**WHAT TO PRODUCE**
In the passage below about the Ghost vessel, why did Sancoff reject DARPA's 2009 interest in funding Ghost?

**PASSAGE TO READ**
▽

Prototype trial runs were conducted at night, with the main hull section failing to lift out of the water on the first dozen runs. it first successfully lifted in 2011, reaching roughly 4 ft high. Trials revealed the vessel's smoothness, traversing 8–10 ft high waves without the crew feeling much motion sickness, unlike those on board an accompanying chase boat.

In 2014, Sancoff declared he was "aware" of the Department of Defense's apprehension of working with startup companies. The Navy has a policy of only buying technologies of an announced interest and cannot procure a system without established requirements. In 2009, the Defense Advanced Projects Research Agency (DARPA) expressed interest in funding Ghost; Sancoff rejected this to retain the patent rights. The ONR reportedly produced feedback declaring a lack of trust in the design. He also voiced concerns over potential theft of the design as the patents are publicly available, and repeated attempts to breach the company's computer systems. U.S. allies have expressed interest in Ghost, and Sancoff has said he is willing to make a foreign sale. In September 2014, the United States Department of State permitted Foreign Military Sales discussions with South Korea about Ghost.

△

**GIVEN DATA**
▽

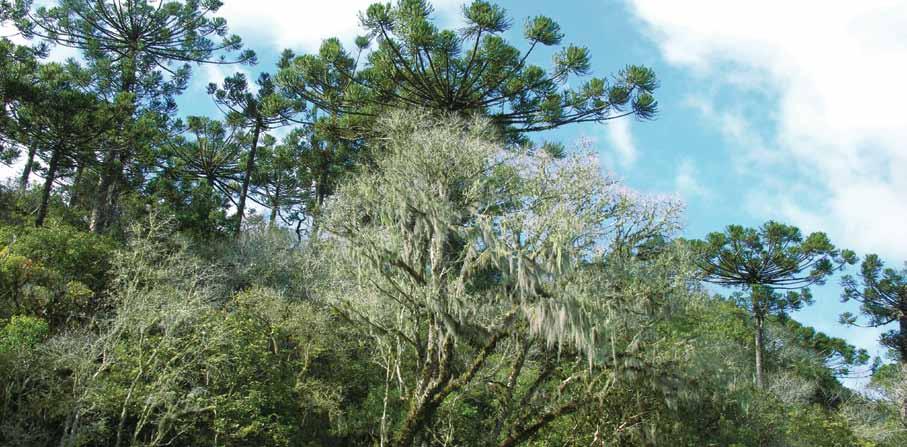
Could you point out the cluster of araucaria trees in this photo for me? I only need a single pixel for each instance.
(449, 282)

△

**TASK RESULT**
To retain the patent rights.